Task requirements. Reproduce every line of the entries below word for word, but leave out the pictures.

--- START Record set ---

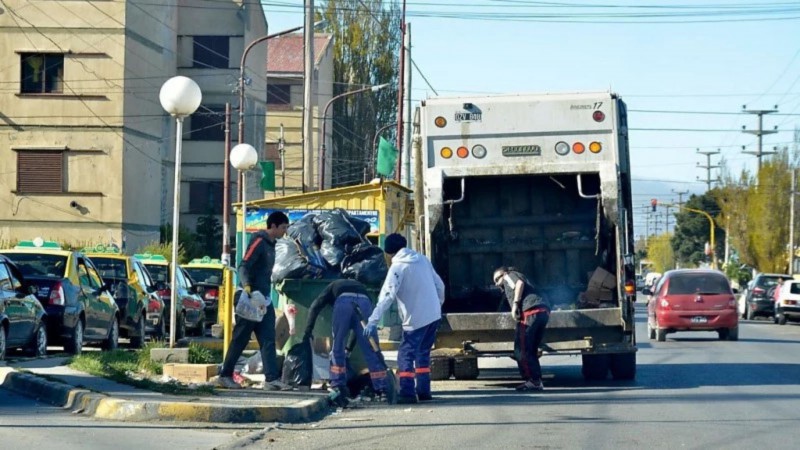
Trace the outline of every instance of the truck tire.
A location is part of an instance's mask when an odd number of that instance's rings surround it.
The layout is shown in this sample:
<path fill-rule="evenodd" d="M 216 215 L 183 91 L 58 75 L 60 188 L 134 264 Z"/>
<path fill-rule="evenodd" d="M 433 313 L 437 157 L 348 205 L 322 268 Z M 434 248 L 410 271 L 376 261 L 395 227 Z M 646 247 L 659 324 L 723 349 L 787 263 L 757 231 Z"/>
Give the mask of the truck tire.
<path fill-rule="evenodd" d="M 479 374 L 477 356 L 456 356 L 453 358 L 453 376 L 456 380 L 475 380 Z"/>
<path fill-rule="evenodd" d="M 582 355 L 581 372 L 587 381 L 605 380 L 608 377 L 608 355 Z"/>
<path fill-rule="evenodd" d="M 453 358 L 431 356 L 431 380 L 449 380 L 453 373 Z"/>
<path fill-rule="evenodd" d="M 615 380 L 636 378 L 636 353 L 615 353 L 611 357 L 611 377 Z"/>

--- END Record set ---

Finished answer.
Trace the outline of every instance of the truck tire.
A location is part of an instance's mask when an odd number of that instance's rings surround it.
The layout is shown in this sample:
<path fill-rule="evenodd" d="M 216 215 L 183 91 L 58 75 L 60 188 L 134 264 Z"/>
<path fill-rule="evenodd" d="M 433 313 L 437 157 L 348 205 L 322 268 Z M 434 248 L 410 271 L 376 261 L 395 227 Z M 646 247 L 659 324 L 723 349 L 787 263 L 757 231 Z"/>
Give the mask of the truck tire.
<path fill-rule="evenodd" d="M 479 374 L 477 356 L 456 356 L 453 358 L 453 376 L 456 380 L 475 380 Z"/>
<path fill-rule="evenodd" d="M 582 355 L 581 372 L 587 381 L 605 380 L 608 377 L 608 355 Z"/>
<path fill-rule="evenodd" d="M 453 358 L 431 356 L 431 380 L 449 380 L 453 373 Z"/>
<path fill-rule="evenodd" d="M 615 380 L 636 378 L 636 353 L 615 353 L 611 357 L 611 377 Z"/>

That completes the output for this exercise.